*DATASET EXTRACT*.

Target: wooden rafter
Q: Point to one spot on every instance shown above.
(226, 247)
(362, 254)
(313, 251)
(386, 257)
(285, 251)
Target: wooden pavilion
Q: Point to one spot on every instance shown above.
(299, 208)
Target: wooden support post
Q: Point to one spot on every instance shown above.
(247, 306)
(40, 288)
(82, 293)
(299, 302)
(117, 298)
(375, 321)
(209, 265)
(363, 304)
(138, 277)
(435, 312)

...

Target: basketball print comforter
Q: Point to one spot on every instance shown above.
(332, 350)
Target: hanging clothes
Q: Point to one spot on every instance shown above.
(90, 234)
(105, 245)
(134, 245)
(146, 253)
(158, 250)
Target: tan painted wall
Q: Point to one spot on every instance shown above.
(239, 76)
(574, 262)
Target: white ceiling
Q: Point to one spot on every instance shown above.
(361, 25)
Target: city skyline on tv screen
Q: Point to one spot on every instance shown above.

*TASK PROMPT*.
Search the listing for the string "wooden". Copy each line where it turns up.

*ANSWER SECTION*.
Target: wooden rafter
Target: wooden pavilion
Target: wooden support post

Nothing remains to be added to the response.